Entries:
□ □ □ □ □
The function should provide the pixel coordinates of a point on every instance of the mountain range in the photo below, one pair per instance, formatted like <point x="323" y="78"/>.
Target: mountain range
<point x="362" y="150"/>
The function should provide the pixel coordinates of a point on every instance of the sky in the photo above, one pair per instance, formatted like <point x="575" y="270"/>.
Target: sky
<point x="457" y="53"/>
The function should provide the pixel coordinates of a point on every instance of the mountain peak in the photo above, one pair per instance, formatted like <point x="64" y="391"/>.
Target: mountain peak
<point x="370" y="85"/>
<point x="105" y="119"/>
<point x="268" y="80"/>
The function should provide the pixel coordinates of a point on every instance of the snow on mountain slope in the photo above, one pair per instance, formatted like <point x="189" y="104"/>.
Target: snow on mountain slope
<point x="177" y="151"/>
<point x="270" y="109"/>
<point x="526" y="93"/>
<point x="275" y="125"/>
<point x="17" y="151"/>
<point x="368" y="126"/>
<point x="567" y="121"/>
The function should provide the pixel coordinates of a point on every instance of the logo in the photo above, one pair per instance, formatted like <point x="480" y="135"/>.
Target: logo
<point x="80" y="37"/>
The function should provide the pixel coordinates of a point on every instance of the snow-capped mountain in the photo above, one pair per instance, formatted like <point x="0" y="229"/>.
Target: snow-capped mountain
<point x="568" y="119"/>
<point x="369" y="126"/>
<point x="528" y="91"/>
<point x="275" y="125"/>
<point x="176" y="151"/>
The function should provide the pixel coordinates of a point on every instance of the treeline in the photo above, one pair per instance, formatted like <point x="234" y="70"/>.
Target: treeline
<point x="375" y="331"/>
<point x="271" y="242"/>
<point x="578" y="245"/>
□ □ □ □ □
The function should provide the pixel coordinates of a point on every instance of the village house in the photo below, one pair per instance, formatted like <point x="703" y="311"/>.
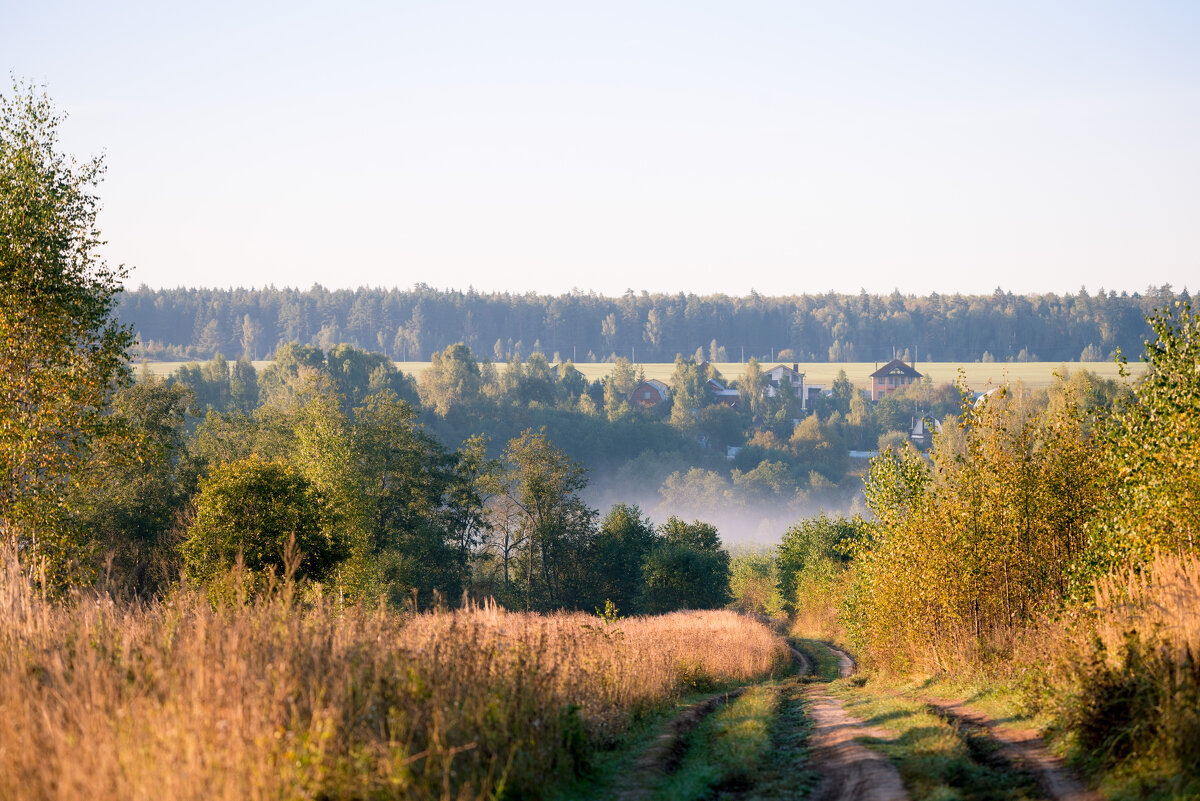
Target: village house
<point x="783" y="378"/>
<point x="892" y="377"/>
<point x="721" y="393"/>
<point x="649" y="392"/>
□ □ □ □ □
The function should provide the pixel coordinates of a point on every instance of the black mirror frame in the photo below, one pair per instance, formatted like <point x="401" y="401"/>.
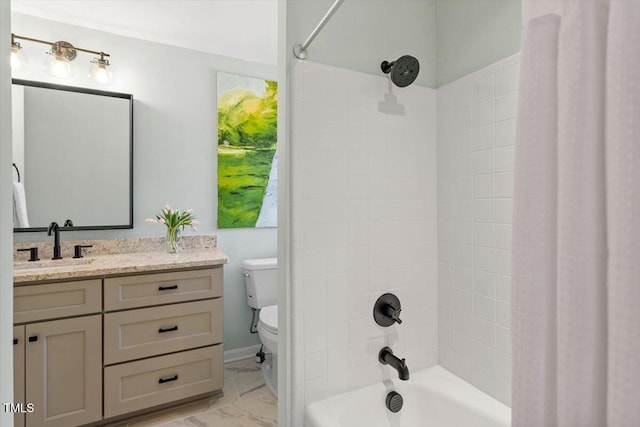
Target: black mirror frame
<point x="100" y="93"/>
□ □ □ □ □
Objective: Find each row above that contains the word "capped" and copy every one of those rows in full.

Response to this exercise:
The function should provide the pixel coordinates of a point on every instance of the snow-capped mountain in the photo above, one pair per instance, formatted like <point x="0" y="229"/>.
Target: snow-capped mountain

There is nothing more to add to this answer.